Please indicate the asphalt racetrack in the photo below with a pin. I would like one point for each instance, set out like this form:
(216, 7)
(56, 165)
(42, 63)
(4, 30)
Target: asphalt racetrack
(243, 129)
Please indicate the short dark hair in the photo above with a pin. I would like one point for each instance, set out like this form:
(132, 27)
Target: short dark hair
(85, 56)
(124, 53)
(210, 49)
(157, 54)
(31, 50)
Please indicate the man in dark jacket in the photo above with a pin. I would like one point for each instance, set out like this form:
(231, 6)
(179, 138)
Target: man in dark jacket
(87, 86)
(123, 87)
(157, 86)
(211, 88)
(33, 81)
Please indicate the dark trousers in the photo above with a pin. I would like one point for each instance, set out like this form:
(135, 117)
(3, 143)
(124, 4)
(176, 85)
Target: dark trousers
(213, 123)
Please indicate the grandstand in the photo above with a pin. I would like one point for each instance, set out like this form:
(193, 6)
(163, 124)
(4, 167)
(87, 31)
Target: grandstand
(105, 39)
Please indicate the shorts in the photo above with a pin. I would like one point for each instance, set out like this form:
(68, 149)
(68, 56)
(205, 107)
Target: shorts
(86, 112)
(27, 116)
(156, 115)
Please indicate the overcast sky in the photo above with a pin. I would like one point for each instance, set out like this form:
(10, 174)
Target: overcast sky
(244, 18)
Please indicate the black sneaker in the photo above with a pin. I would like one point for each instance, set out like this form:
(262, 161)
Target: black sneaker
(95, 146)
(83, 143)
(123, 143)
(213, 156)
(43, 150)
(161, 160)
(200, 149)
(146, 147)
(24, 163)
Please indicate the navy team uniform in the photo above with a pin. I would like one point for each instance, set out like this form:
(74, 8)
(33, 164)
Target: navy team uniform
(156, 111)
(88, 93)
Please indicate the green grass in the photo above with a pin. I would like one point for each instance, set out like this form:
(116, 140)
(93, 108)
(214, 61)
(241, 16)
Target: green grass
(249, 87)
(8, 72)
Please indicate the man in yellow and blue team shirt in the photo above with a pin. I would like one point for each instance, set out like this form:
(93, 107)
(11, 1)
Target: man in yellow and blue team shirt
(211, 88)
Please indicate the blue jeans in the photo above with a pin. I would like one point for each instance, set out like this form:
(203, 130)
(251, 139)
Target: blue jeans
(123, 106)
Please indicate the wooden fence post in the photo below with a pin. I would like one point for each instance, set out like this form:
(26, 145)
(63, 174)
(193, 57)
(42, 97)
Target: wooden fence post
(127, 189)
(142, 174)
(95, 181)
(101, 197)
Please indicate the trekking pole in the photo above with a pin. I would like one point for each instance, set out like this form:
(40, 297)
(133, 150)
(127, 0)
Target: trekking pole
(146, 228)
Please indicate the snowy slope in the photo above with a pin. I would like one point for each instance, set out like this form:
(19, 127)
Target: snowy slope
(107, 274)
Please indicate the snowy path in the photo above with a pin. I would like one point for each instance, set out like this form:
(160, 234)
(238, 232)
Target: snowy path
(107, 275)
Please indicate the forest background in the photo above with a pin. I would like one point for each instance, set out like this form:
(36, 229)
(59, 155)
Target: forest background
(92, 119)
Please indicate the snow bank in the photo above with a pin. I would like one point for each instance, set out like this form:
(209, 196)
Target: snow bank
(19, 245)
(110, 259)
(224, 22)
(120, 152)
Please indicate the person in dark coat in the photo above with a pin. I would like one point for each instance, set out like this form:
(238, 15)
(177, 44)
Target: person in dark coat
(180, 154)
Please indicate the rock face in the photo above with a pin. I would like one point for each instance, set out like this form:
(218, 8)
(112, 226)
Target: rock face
◇ ◇ ◇ ◇
Would you please copy every line in the data that contains the word "rock"?

**OUTPUT FOR THIS TASK:**
Please indicate the rock face in the photo above with a pin. I would like one point for each instance, set out like this form:
Target: rock face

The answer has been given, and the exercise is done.